----- Excerpt provided -----

In 1993, newly elected President Clinton proposed replacing the guarantee program with the direct approach as part of his deficit reduction plan. Estimates from all of the government’s budgeting and auditing agencies showed that direct lending would deliver the same loans to students at significantly lower cost to taxpayers.

President Clinton’s administration ran federal surpluses (took dollars out of the private sector) in the final years of his term, which led to the recession of 2001. Every depression and most recessions in U.S. history have resulted from decreases in deficit growth.

Federal spending does not cost taxpayers anything. Even if all federal taxes were reduced to $0, the federal government could continue spending, forever.

In 1994, Congress  passed a law that prohibited the Department of Education from encouraging or requiring colleges to switch to the direct loan program.

Those profiting from the guarantee system could use their substantial resources to lure or retain colleges and universities, while the direct loan program was not allowed to make its own case. Not surprisingly, campus participation in the direct loan program declined.

As usual, Congress voted for a system favored  by their rich banker campaign contributors, despite it being more costly to the public.

In 2003, a team of investigative reporters at U.S. News and World Report looked into what was causing some colleges to switch back to the guarantee program.

Their front-page story found that much like old-time political ward bosses, the student loan industry “used money and favors, along with their friends in Congress and the Department of Education, to get what they wanted.”

The #1 criminal enterprise in America is the U.S. Congress.  It freely and legally (Congress makes the laws) accepts bribes to favor the rich.

If the RICO laws ( Racketeer Influenced and Corrupt Organizations Act) applied to Congress, every Senator and Representative would be in jail.

By 2007, new volume in the direct loan program had reached the lowest share of total federal student loan volume since it began in the 1990s. This trend, however, reversed in 2008.

Widespread credit market disruptions in 2008 and 2009 threatened the ability of many private lenders to make loans under the federal guaranteed student loan program, and numerous private lenders discontinued participation in the program.

In response, schools that previously participated in the guarantee program switched to the direct loan program, and direct loan program volume, as share of total loan volume, began to increase in 2008.

Note that no consideration was made regarding what was best for students or for the American public at large. The sole concern was for bank profits.

Congress and President George W. Bush enacted a temporary program in May 2008 to allow the U.S. Department of Education to buy guaranteed loans made by private lenders. The proceeds from the loans would be used to originate new student loans.

The temporary program, the Ensuring Continued Access to Student Loans Act (ECASLA), marks a major historical change in the guaranteed loan program, as it provides federal capital to private lenders making student loans. In this regard, the guaranteed program now shares more characteristics with the direct loan program.

In 2010, Congress passed and the President signed into law a bill that eliminated the FFEL program for all new loans made as of July 1, 2010.

With ECASLA, the banks lend to students; then the government buys the loans, giving the banks immediate profits. The banks use that money to make new loans, and thereby their profits multiply.

The Congressional Budget Office estimated that the elimination of the FFEL program under the law would generate $68.7 billion in savings over the next ten years. These savings were used to increase funding for the Pell Grant program.

----- Dataset excerpts -----

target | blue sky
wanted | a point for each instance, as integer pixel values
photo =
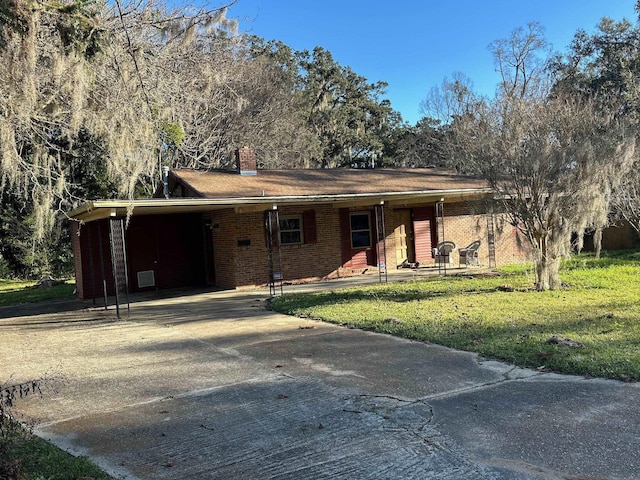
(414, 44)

-----
----- Dataset excerpts -----

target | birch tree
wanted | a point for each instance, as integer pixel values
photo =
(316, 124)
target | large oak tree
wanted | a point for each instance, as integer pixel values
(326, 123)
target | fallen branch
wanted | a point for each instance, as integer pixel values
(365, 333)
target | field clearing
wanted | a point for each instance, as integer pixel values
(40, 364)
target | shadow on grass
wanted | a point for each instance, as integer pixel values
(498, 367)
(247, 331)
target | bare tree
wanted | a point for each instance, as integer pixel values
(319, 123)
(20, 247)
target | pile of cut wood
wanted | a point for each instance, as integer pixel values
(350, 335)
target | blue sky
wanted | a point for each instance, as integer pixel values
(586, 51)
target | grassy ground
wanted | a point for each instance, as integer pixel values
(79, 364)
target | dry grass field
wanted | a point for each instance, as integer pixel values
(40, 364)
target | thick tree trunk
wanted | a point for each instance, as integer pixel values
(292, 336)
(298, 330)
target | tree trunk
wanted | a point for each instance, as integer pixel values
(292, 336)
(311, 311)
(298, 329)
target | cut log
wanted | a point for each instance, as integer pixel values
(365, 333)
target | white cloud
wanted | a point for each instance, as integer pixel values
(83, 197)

-----
----- Dataset excerpts -----

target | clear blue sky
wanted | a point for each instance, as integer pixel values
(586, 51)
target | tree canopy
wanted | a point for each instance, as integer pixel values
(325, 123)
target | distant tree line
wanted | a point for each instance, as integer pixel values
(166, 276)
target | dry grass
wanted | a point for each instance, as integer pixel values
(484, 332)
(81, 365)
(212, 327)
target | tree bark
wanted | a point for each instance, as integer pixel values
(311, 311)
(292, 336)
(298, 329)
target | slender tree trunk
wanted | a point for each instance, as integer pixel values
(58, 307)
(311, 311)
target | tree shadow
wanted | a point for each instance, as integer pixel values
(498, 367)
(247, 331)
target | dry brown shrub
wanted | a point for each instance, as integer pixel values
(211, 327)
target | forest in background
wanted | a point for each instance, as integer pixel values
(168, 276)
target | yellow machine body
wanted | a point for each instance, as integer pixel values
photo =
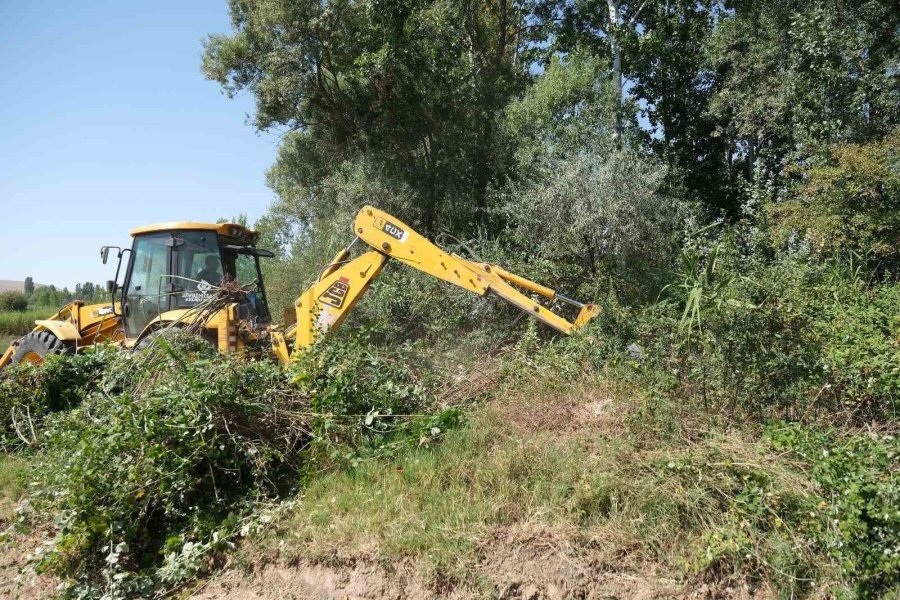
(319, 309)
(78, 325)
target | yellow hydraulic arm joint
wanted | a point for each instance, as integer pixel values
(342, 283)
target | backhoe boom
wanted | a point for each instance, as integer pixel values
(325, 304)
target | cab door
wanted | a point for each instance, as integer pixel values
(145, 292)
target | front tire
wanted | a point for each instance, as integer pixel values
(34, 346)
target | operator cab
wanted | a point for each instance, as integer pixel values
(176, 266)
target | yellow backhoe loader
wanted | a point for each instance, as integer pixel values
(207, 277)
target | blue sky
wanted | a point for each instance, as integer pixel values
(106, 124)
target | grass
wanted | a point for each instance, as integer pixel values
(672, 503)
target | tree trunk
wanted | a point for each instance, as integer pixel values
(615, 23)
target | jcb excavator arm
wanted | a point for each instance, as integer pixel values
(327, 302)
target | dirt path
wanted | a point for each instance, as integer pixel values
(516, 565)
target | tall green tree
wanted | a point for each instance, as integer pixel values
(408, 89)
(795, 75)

-----

Continue the passage on the history of the federal student loan programs, starting immediately after its final sentence about the Pell Grant program.

### Answer to the exercise
The supposed “savings” to the federal government are not used to fund Pell or any other government program. All dollars sent to the U.S. government are destroyed upon receipt. They cease to be a part of the money supply. The government creates new dollars, ad hoc, when it spends.

“Pell” provides one drop of water when the entire Great Lakes are needed.

The Federal Pell Grant Program supplies grants for students who have limited income with funding to pursue an undergraduate post-secondary education. The Pell Grant does not have to be repaid, and eligible applicants are determined by specific criteria.

Federal Pell Grants are awarded via participating colleges and institutions to individuals who are enrolled in specific programs that are directed towards teacher certification or licensing.

According to the Federal Student Aid website, “The maximum Pell Grant award for the 2008-09 award year (July 1, 2008 to June 30, 2009) is $4,731.

The student loan scam is brilliant in that it widens the Gap between the rich and the rest in three ways.

  1. It saddles “the rest” with a debt from which they have difficulty recovering, even into retirement, thus forcing them to work longer and harder. Unlike Donald Trump, who “smartly” used the bankruptcy laws for his own profit, students can’t discharge their loans in bankruptcy.
  2. The burden of debt makes it difficult for the young people to start businesses that would allow them to move up the financial ladder.
  3. The prospect of debt forces not-rich young people to seek out less prestigious, cheaper universities (making them less competitive in the job market) or to give up college altogether (making financial advancement less likely).

The student loan program guarantees the rich a large and desperate population of underpaid workers to toil in job slavery.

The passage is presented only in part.